Extrait fourni:
□ □ □ □ □
En 1909, Eiffel construit une première soufflerie sur le Champ de Mars. L'édifice, jugé disgrâcieux par la mairie de Paris, est détruit en 1911. Convaincu du potentiel de ses travaux pour l'industrie aéronautique alors en plein essor, Gustave Eiffel construit un nouveau laboratoire à Auteuil.

Maquette

Soufflerie eiffel
Soufflerie eiffel © G. Noble - Batiactu
Une maquette de la soufflerie qui reprend les éléments de l'équipement original : un collecteur en bois, une veine non-guidée, un diffuseur à la sortie de la chambre d'expérience et un ventilateur destiné à générer le flux d'air.

La grille du Collecteur

Soufflerie Eiffel
Soufflerie Eiffel © G. Noble - Batiactu
L'impressionnante grille du collecteur, de 4 mètres de diamètre à l'entrée et 2 mètres de diamètre du côté de la chambre d'expérience.

Un ventilateur de 4 m de diamètre

Soufflerie Eiffel
Soufflerie Eiffel © G. Noble - Batiactu
Le ventilateur de 4 mètres de diamètre muni de 23 pales. Il pèse 7 tonnes et permet de générer des vents de 0 à 30 m/seconde (110 km/h).

Arrière de l'installation

Soufflerie Eiffel
Soufflerie Eiffel © G. Noble - Batiactu
L'arrière de l'installation : on distingue le diffuseur de forme évasée (2 mètres de diamètre à la sortie de la chambre d'expérience, 4 mètres au ventilateur) réalisé en bois entoilé, comme les aéroplanes de l'époque.

Panneau de commandes

Soufflerie Eiffel
Soufflerie Eiffel © G. Noble - Batiactu
Le panneaux de commandes d'époque : les instruments sont insérés sur une console en marbre.

Stade de la Licorne

Soufflerie Eiffel
Soufflerie Eiffel © G. Noble - Batiactu
Dès 1950, les maquettes en soufflerie sont utilisées pour comprendre et intervenir sur les écoulements d'air autour des masses bâties. En effet, le confort au sol des ouvrages de grandes dimensions (IGH, stades) est une problématique nouvelle à l'époque. Des études seront ainsi menées au Laboratoire Aérodynamique lors de la construction du CNIT de La Défense (1958) ou du stade olympique de Montréal (1973).
La maquette représentée sur le cliché est celle du stade de la Licorne (Amiens).

Musée des Eaux douces (La Réunion)
□ □ □ □ □
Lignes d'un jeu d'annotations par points
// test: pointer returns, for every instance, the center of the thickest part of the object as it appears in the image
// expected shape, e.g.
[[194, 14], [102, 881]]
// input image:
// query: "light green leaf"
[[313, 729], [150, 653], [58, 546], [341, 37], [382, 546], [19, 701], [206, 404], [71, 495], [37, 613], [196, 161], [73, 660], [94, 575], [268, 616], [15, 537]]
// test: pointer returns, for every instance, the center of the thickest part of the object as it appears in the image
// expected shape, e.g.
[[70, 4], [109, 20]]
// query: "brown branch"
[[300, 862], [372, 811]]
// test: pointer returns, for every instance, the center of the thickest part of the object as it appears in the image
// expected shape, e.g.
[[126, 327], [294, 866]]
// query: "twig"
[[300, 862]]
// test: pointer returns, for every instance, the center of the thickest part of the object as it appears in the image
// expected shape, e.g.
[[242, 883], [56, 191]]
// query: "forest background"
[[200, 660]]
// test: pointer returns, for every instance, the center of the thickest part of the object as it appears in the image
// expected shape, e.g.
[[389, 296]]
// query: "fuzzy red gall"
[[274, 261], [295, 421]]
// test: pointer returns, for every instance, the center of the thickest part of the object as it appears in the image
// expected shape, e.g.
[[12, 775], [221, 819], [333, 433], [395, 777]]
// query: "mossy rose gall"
□ □ □ □ □
Consignes et exigences:
Répondez à chaque question d'après l'extrait fourni, en reprenant le même repère.
(a) En quelle année l'édifice construit par Eiffel sur le Champ de Mars est-il détruit ?
(b) De combien de pales le ventilateur est-il muni ?
(c) En quel matériau le diffuseur est-il réalisé ?

Réponse complète:
(a) En 1911.
(b) De 23 pales.
(c) En bois entoilé.